## Written problem
Copy the lines below word for word, leaving nothing out.

## Input for this task
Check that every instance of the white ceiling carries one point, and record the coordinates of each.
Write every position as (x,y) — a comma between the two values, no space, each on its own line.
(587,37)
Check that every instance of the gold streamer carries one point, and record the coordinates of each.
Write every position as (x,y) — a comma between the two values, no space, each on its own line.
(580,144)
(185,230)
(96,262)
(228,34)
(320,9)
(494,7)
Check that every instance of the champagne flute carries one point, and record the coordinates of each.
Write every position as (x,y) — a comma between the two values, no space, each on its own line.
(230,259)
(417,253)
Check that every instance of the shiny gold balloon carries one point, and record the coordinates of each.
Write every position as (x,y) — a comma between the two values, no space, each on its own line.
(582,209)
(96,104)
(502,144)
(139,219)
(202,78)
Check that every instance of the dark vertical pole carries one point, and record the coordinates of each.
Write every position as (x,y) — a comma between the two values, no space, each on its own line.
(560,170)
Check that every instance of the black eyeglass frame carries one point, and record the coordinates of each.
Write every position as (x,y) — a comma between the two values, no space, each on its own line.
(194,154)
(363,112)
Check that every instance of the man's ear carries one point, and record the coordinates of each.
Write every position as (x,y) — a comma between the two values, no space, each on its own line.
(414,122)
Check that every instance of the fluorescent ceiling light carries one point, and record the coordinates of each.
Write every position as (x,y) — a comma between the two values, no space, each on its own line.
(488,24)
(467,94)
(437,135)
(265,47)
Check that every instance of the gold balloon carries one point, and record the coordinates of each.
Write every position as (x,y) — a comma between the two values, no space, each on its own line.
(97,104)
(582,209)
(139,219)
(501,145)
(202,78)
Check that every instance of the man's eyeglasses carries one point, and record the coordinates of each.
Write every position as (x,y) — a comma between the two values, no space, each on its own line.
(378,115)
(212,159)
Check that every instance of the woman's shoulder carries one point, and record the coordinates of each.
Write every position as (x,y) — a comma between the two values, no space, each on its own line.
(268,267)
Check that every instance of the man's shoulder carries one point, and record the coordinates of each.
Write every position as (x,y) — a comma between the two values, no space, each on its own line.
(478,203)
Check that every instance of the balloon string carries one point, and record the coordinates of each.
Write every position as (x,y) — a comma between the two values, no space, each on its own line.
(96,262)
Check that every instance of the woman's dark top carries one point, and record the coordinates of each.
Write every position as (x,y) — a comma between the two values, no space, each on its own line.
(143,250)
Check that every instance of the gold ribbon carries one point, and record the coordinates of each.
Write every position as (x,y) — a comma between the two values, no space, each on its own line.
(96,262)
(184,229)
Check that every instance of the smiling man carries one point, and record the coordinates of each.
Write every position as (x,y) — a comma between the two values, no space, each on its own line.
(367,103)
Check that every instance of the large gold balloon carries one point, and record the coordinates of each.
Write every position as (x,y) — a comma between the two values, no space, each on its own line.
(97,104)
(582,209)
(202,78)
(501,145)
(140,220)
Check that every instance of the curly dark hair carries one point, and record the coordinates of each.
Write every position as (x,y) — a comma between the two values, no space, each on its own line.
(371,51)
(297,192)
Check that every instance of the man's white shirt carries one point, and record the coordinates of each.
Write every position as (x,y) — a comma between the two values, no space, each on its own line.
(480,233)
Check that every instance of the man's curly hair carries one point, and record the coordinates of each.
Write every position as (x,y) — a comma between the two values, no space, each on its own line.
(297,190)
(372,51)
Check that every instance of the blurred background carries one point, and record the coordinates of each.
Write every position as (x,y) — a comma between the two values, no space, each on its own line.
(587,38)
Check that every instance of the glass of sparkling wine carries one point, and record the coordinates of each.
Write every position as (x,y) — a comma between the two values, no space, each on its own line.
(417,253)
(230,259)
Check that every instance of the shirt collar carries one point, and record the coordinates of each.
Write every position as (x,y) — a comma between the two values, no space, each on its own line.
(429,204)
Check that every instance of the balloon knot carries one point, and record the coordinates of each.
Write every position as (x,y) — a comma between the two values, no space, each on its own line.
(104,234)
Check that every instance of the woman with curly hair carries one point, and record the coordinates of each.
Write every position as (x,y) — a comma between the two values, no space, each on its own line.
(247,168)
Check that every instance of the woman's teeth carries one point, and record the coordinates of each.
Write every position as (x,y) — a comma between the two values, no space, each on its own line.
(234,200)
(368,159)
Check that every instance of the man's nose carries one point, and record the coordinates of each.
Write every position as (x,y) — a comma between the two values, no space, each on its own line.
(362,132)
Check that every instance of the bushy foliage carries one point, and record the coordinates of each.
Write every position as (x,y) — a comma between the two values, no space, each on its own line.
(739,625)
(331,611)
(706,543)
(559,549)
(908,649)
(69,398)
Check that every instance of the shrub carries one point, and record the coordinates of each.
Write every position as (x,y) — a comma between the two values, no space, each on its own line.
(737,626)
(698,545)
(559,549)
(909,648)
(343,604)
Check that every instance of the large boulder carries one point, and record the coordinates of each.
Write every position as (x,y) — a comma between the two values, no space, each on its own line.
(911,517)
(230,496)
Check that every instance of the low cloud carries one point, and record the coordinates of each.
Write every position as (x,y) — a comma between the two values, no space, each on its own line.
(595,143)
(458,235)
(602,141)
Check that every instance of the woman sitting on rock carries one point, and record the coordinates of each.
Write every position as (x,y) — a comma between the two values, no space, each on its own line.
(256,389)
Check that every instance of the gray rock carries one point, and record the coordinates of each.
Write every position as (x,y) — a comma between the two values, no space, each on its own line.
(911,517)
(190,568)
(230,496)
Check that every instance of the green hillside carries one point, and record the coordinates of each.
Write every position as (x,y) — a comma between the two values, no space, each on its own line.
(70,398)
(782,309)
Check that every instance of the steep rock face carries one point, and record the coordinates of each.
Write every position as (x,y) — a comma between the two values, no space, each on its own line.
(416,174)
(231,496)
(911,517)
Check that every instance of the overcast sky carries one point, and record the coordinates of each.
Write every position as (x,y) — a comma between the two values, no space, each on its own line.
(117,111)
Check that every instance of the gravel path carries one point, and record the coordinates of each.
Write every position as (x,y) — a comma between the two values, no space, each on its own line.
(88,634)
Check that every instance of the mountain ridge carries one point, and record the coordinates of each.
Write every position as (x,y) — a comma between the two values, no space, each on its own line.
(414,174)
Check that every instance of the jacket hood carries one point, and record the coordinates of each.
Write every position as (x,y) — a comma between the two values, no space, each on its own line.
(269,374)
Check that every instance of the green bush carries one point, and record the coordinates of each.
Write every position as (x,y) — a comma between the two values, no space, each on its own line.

## Written solution
Check that every instance of the white ceiling carries one point, and record the coordinates of each.
Write every position as (x,y) — a comma between the two values, no space, each on its own line.
(587,37)
Check that every instance of the gold streamer carries one point, and record the coordinates of each.
Write every position as (x,y) — a comma between the two values, no space, each on its own line.
(580,144)
(185,230)
(96,262)
(228,34)
(320,9)
(494,7)
Check that every instance of the champagne flute carries one point, and record the coordinates of each.
Write every position as (x,y) — a comma between the two values, no space, each on its own line.
(230,259)
(417,253)
Check that every instance of the shiny gold balloon carries one point, and record the coordinates of each.
Write every position as (x,y) — a comma between the two values, no space, each on its own line.
(582,209)
(96,104)
(502,144)
(139,219)
(202,78)
Check that every instance of the dark vertical pole carries one point, and record the coordinates of each.
Write every position as (x,y) — a comma between the two values, no space, each on its own line.
(560,170)
Check that every instance of the black eyeglass frame carries one point, and record the coordinates of each.
Write every position as (x,y) — a comma between the two values, no space, each on its own line.
(194,154)
(363,112)
Check that every instance of the man's ear carries one point, and record the coordinates of each.
Write every position as (x,y) — a comma between the two values, no space, each on its own line.
(414,122)
Check that every instance of the fluorescent ceiling light carries one point, and record the coordinates of each.
Write every position as (x,y) — a comma between the two values, no space, each on its own line.
(488,24)
(467,94)
(437,135)
(265,47)
Check that every instance of the gold balloon carries one point, and record the coordinates of each.
Write every position as (x,y) — a comma between the two values, no space, each on its own line.
(97,104)
(582,209)
(139,219)
(501,145)
(202,78)
Check that every instance of the man's eyeglasses carries one point, and record the coordinates of each.
Write every position as (x,y) — a comma between the two values, no space, each on its own line.
(378,115)
(212,159)
Check that every instance of the woman's shoulder carries one point, and record the coordinates of each.
Write every position as (x,y) — a comma between the two values, no space, each on its own line.
(268,267)
Check that every instance of the man's shoulder carries one point, and record the coordinates of each.
Write every position as (x,y) — a comma between the two values, no space, each on its own line.
(478,203)
Check that every instance of the balloon string carries one point, and record the coordinates of each.
Write every position as (x,y) — a comma between the two values, no space, each on its own line.
(96,262)
Check that every instance of the woman's dark top carries one point, and record the coordinates of each.
Write every position as (x,y) — a comma between the two values, no space, each on its own line.
(143,250)
Check that every instance of the gold ribbon carries one point, and record the coordinates of each.
Write every position as (x,y) — a comma between the two values, no space, each on its own line.
(96,262)
(184,229)
Check that every instance of the smiling man carries one point, and record the coordinates of each.
Write every position as (x,y) — a comma between the two values, no space, each on its own line.
(367,103)
Check that every instance of the large gold balloon carries one point, and record the coordinates of each.
Write every position as (x,y) — a comma between the two values, no space, each on its own line.
(97,104)
(582,209)
(202,78)
(501,145)
(140,220)
Check that every instance of the curly dark hair carries one point, and record the coordinates of each.
Write every position as (x,y) — a comma between the two values, no space, each on its own line.
(371,51)
(297,192)
Check that every instance of the man's white shirt carries one point, and record the coordinates of each.
Write every position as (x,y) — a comma between the two values, no space, each on its own line.
(480,233)
Check that every instance of the man's curly hair carries one point, and record the coordinates of each.
Write every position as (x,y) — a comma between the two values, no space, each on its own line.
(297,190)
(372,51)
Check that every instance of the blurred background carries one point, and record the coordinates of each.
Write every position as (x,y) — a comma between the two values, no space, each on its own line.
(587,38)
Check that every instance of the glass of sparkling wine carries one point, and record the coordinates of each.
Write every position as (x,y) — a comma between the two values, no space, each on its own line.
(417,253)
(230,259)
Check that every instance of the shirt collar carries one point, and record the coordinates of each.
Write every position as (x,y) — a comma between the two values, no space, each on its own line.
(429,204)
Check that every instance of the balloon knot carries one point, and record the coordinates of each.
Write every position as (x,y) — a comma between the two values, no space, each on its own line.
(104,234)
Check that every instance of the woman with curly hair carries one point, and record the coordinates of each.
Write every position as (x,y) — a comma between the two values, no space, each on its own line.
(247,168)
Check that every instance of the woman's teeth carries one point, and record the coordinates of each.
Write every position as (x,y) — a comma between the two values, no space, each on its own line.
(234,200)
(368,159)
Check that every instance of the man's nose carries one point, and record the coordinates of each.
Write every position as (x,y) — a comma between the two values, no space, each on its own line.
(362,132)
Check that every instance of the bushy foliage carries one point, and record the coordinates of each.
Write every position as (x,y) — a comma between the two values, no space, each on its own line.
(739,625)
(331,611)
(706,543)
(559,549)
(908,649)
(69,398)
Check that every instance of the shrub carries one point, and record the coordinates of each.
Write every position as (x,y) — a comma between the two values, no space, each on its own line.
(737,626)
(698,545)
(559,549)
(909,648)
(343,604)
Check that every instance of the large boulder carries one point, and record the coordinates of each.
Write every position as (x,y) — a comma between the two values, no space, each on its own line.
(911,517)
(230,496)
Check that every instance of the low cloud carries one point, and record the coordinates of each.
Write every position as (x,y) — a comma between the two values, no space, each on its own line.
(595,143)
(458,235)
(602,141)
Check that every instance of the woman sitting on rock carries one point, and record the coordinates of each.
Write every position as (x,y) — a comma between the two values, no space, each on its own line.
(256,389)
Check that every instance of the gray rock carries one point, and record the coordinates of each.
Write every position as (x,y) — a comma between the two values, no space, each on its own line.
(911,517)
(190,568)
(230,496)
Check that every instance of the green hillside carries one point, and record the coordinates of each.
Write every position as (x,y) — a comma between the two values, no space, each on its own line.
(70,398)
(782,309)
Check that every instance of the steep rock face carries one point, and record the coordinates of each.
Write every position as (x,y) — a comma between the two values, no space, each on its own line.
(416,174)
(231,496)
(911,517)
Check that every instance of the overcast sky carries one point, and record the coordinates of each.
Write every position as (x,y) — a comma between the two values, no space, each on its own line.
(117,111)
Check that every instance of the gravel path carries one point, and record the coordinates of each.
Write every position as (x,y) — a comma between the two values, no space, each on its own line.
(88,634)
Check that every instance of the mountain ridge carries one point, and record the coordinates of each.
Write every position as (x,y) — a comma between the two values, no space, each on its own line.
(414,174)
Check that every instance of the jacket hood carries one point, and record the coordinates of each.
Write every position as (x,y) — a comma between the two values, no space, each on its own line.
(269,374)
Check that every instance of the green bush carries one point, and record the coordinates of each.
Write every position as (x,y) — a comma between the two values, no space, each on its own line.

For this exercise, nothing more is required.